**Tasks to complete**
a. In the timeshare forum thread, list the benefits okwiater says a move to 4* would bring that they care more about.
b. Quote the timeshare forum thread word for word between "## Joshadelic (Feb" and "was about $10k.", inclusive.

If it's any help, check out my thread below - I just completed a developer purchase and requaled a Mountain Vista week (voluntary resort), and I now have those 148k SO avaiable to me.

http://tugbbs.com/forums/showthread.php?t=196745


----------



## Joshadelic (Feb 18, 2014)

You could do something like I did here...

http://tugbbs.com/forums/showthread.php?t=89765

I have 162,800 annual Staroptions and my total cost was about $10k.


----------



## roar28 (Feb 18, 2014)

Then the rules must have changed since 2011, as I had based my research on the following TUG-Timeshare-Advice: http://www.tug2.net/timeshare_advice/Starwood_Vacation_Network.htm

It is good news though that I do not need to purchase a resale from a Mandatory property but can do it with a Voluntary one in order to save on MF, but now I realize that it will take more diligent work to go through the entire process! I'll have to make sure to obtain a floating platinum resale as we do not want specifically to go back every year to the same resort (unless we can upgrade afterwards the resale unit with Starwood! )

In that aspect, I can tell that HGVC timeshare is more affordable than Starwood (even when buying directly from the developer). I am not saying it's better but more affordable. :whoopie:

Can you tell me if you have reached the Elite *5 yourself and if you think that Elite *4 is still worth it, because I do not think we'll reach out the 649k staroptions required for Elite *5.


----------



## okwiater (Feb 18, 2014)

roar28 said:


> Can you tell me if you have reached the Elite *5 yourself and if you think that Elite *4 is still worth it, because I do not think we'll reach out the 649k staroptions required for Elite *5.


The popular wisdom on this board is that Elite is not worth it unless you're going all the way to 5*; however, the only real differences are being part of SPG Platinum (instead of Gold) and checking out at 12pm instead of 10am.

IMO, Platinum isn't a huge value unless you do a lot of international travel, as US hotels generally don't have nearly as impressive "upgrades" or penthouses. I think you'll find that people with Platinum would agree with this statement. The late checkout could be nice in some instances, but in my experience, the housekeeping staff start harassing you pretty early on checkout day anyways, so I see late checkout as nothing more than a nice perk -- certainly not a must-have.

For us, we are considering going to 4* (with a single developer purchase and requal) because that will get us the benefits we care more about: waived Starpoints conversion fee, 10% Starpoints conversion bonus, priority villa check-in (i.e. no more waiting for a room after a long travel day), and Elite waitlist without sacrificing an existing reservation.

When it's all said and done, we'll have spend $25,500 on resale ownerships and $24,600 on our developer purchase, and will have a total of 501,500 StarOptions (1 requalified property, 1 developer purchase, and 1 mandatory resale). The MF/Starpoint ratio is about 1.96 cents -- not great, but certainly less than the points cost by purchasing them outright, and gives us flexibility to stay in timeshare or hotel without penalty.

To each their own!


----------



## roar28 (Feb 18, 2014)

Thank you all for sharing your strategy and experiences in buying a resale and going then to Starwood to requalify with the developer. I've read all the threads you have shared above, but there is still something that I don't quite grasp here and perhaps someone can clarify it!

**Data supplied**

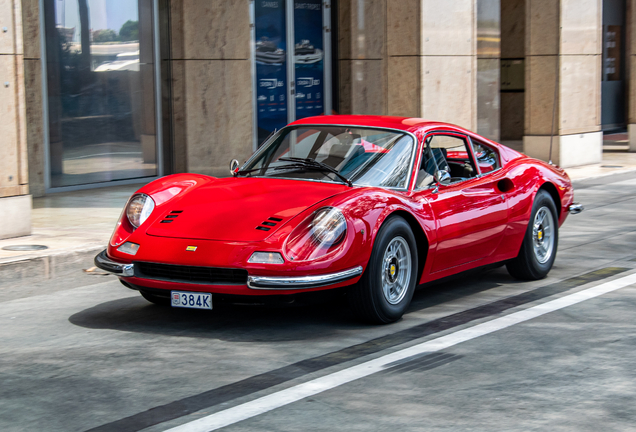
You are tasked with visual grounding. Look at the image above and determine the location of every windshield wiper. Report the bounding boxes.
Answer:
[276,157,353,187]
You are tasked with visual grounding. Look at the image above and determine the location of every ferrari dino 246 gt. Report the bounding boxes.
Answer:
[95,116,582,323]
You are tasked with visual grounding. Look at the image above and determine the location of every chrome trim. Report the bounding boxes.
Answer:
[568,203,585,214]
[247,266,363,289]
[94,249,135,277]
[239,123,420,192]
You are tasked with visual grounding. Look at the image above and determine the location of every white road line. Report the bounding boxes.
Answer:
[166,273,636,432]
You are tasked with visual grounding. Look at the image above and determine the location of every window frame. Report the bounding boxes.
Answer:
[471,138,503,177]
[413,129,480,192]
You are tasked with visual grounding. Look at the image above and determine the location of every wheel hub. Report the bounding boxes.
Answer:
[382,237,412,304]
[532,207,556,264]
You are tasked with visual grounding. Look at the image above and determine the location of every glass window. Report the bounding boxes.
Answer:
[44,0,157,187]
[240,126,415,188]
[473,141,499,174]
[416,135,477,189]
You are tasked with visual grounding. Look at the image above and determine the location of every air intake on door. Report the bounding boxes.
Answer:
[256,217,282,231]
[159,210,183,223]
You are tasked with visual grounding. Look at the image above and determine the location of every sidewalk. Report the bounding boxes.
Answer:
[0,152,636,285]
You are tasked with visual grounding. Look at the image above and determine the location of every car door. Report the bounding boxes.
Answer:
[416,133,508,273]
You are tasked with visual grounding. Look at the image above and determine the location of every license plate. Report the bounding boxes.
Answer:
[170,291,212,309]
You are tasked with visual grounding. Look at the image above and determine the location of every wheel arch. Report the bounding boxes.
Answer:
[537,181,562,220]
[378,209,429,286]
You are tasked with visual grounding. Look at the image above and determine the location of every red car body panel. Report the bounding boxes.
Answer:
[107,116,573,295]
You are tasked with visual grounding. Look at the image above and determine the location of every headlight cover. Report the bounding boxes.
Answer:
[285,207,347,261]
[126,194,155,228]
[311,207,347,246]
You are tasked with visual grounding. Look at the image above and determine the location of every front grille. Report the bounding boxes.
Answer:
[134,262,247,285]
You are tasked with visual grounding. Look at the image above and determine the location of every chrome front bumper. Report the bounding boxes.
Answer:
[247,266,363,290]
[95,250,363,290]
[95,250,135,277]
[568,203,585,214]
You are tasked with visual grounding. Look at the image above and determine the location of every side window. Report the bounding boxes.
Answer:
[473,141,501,174]
[416,135,477,189]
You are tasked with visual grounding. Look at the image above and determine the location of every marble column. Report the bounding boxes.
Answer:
[170,0,254,177]
[523,0,603,167]
[0,0,31,239]
[625,0,636,152]
[387,0,477,130]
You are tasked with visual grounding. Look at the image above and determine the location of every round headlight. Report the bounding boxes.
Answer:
[311,207,347,246]
[126,194,155,228]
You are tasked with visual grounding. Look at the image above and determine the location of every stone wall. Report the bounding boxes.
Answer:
[170,0,254,176]
[0,0,31,238]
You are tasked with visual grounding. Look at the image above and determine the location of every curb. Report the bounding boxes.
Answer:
[566,168,636,189]
[0,246,106,288]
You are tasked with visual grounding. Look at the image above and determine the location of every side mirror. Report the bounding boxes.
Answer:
[433,170,451,184]
[230,159,240,176]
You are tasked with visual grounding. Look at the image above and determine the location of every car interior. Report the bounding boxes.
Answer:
[416,135,477,189]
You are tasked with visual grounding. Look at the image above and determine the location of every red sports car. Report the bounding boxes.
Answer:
[95,116,582,323]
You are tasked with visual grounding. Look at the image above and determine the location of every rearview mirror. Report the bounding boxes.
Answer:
[433,170,451,184]
[230,159,240,176]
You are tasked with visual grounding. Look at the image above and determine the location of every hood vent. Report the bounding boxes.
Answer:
[159,210,183,223]
[256,217,282,231]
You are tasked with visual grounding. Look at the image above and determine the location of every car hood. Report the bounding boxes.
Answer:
[146,178,348,242]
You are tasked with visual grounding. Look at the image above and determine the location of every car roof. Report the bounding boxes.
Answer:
[290,115,470,134]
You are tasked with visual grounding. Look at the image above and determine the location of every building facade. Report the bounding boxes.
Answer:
[0,0,636,238]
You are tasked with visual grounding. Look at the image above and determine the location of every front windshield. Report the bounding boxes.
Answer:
[239,126,415,188]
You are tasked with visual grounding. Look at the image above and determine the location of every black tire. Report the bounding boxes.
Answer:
[506,189,559,280]
[139,291,170,306]
[347,216,418,324]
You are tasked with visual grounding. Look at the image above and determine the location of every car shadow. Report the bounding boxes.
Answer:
[69,269,512,342]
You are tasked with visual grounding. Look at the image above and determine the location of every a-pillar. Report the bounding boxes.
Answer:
[336,0,388,115]
[0,0,31,239]
[523,0,603,167]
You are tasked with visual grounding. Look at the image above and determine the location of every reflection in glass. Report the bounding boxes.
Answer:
[477,0,501,58]
[477,59,501,141]
[239,126,415,188]
[44,0,157,187]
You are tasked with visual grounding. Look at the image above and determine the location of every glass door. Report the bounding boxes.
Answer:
[252,0,331,146]
[43,0,158,188]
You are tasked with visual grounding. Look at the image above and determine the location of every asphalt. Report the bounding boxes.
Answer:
[0,173,636,432]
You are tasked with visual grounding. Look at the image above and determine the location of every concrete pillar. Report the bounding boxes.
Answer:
[625,0,636,152]
[500,0,530,141]
[22,0,46,197]
[387,0,477,130]
[170,0,254,177]
[0,0,31,239]
[524,0,603,167]
[337,0,388,115]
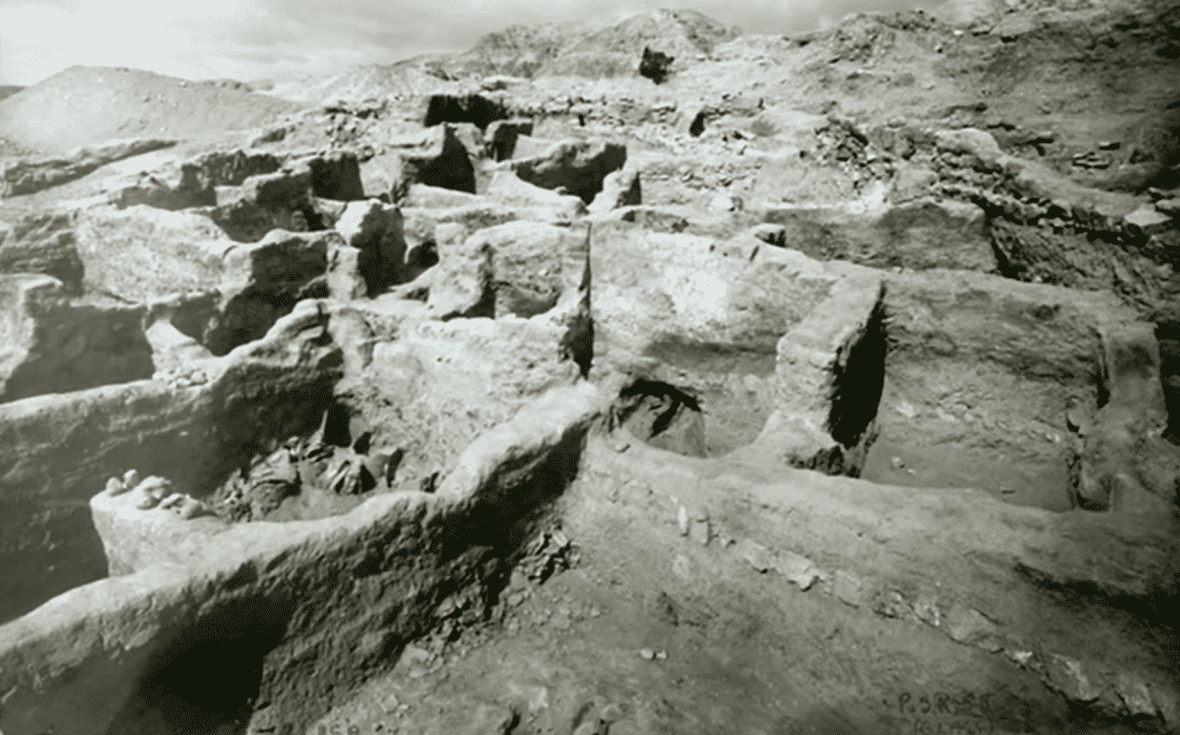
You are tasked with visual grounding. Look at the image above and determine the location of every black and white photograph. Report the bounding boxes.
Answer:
[0,0,1180,735]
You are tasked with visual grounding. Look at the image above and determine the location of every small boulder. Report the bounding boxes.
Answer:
[640,46,675,84]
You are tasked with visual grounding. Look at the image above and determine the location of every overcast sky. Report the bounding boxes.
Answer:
[0,0,933,85]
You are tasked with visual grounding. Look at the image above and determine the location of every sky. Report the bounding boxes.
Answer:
[0,0,932,85]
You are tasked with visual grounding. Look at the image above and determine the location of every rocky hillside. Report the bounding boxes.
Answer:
[0,66,299,153]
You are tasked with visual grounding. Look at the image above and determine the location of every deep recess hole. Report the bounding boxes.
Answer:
[615,380,707,457]
[828,304,886,448]
[323,403,353,447]
[424,94,509,130]
[418,133,476,193]
[110,599,291,735]
[1155,321,1180,445]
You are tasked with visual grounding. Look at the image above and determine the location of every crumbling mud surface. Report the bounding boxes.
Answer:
[0,0,1180,735]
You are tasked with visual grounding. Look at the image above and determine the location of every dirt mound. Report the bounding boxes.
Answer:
[537,11,738,77]
[0,66,299,151]
[269,57,469,105]
[455,22,591,78]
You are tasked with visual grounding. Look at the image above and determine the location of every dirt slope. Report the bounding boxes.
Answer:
[0,66,300,152]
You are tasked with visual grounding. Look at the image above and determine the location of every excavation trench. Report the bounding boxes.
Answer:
[0,385,598,733]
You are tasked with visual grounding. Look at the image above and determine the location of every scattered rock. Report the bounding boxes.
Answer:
[738,538,774,572]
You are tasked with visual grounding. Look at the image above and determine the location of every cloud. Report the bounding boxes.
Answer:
[0,0,916,84]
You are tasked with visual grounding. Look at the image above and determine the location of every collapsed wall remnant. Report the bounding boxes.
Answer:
[422,94,509,130]
[0,301,342,619]
[0,275,153,401]
[512,140,627,204]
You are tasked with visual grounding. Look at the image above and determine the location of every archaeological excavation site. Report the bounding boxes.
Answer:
[0,0,1180,735]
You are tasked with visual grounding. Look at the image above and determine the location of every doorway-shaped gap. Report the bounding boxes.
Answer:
[109,594,293,735]
[828,303,887,449]
[1155,320,1180,445]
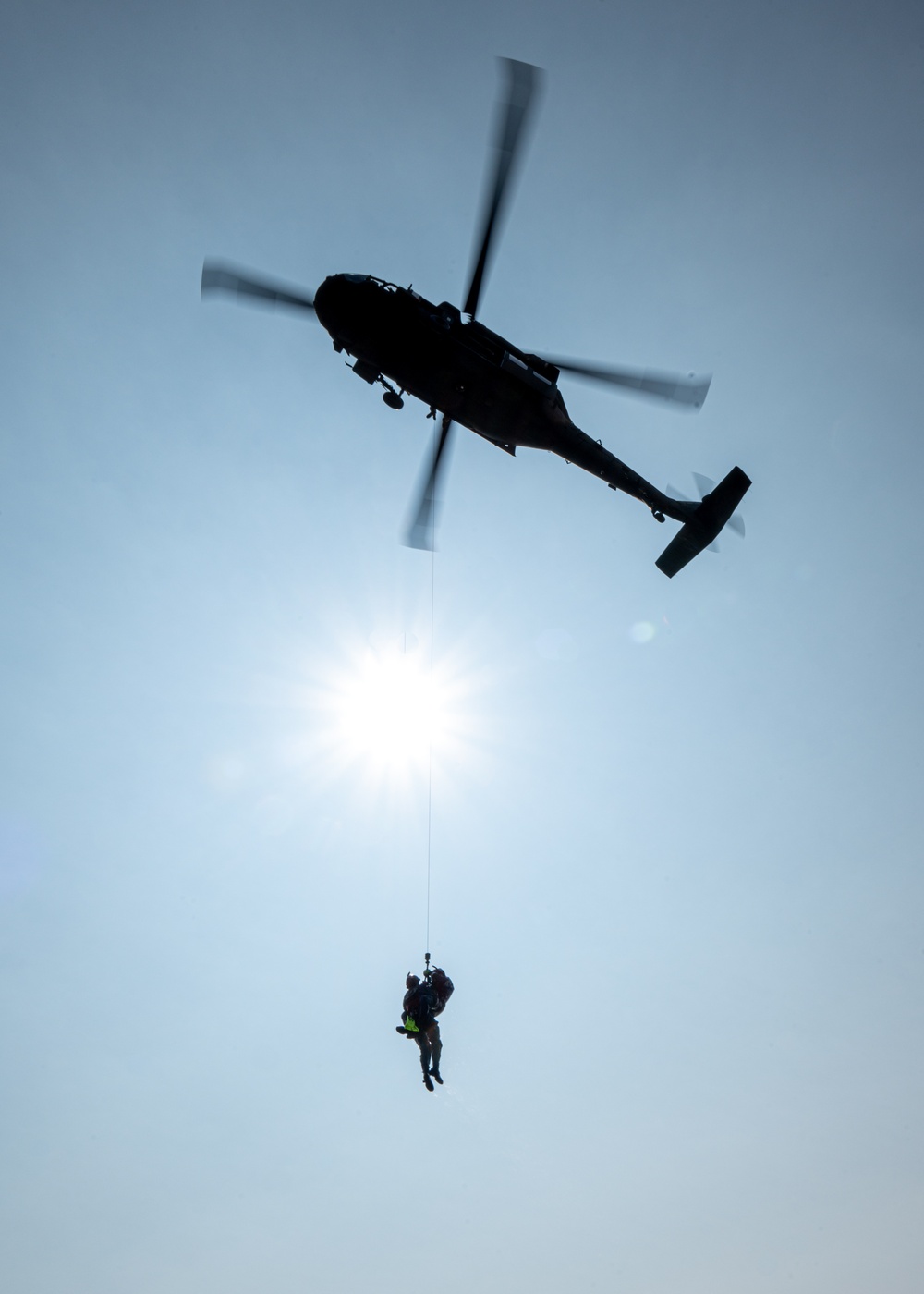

**The answers**
a.
- Waived Starpoints conversion fee
- 10% Starpoints conversion bonus
- Priority villa check-in (i.e. no more waiting for a room after a long travel day)
- Elite waitlist without sacrificing an existing reservation

b.
## Joshadelic (Feb 18, 2014)

You could do something like I did here...

http://tugbbs.com/forums/showthread.php?t=89765

I have 162,800 annual Staroptions and my total cost was about $10k.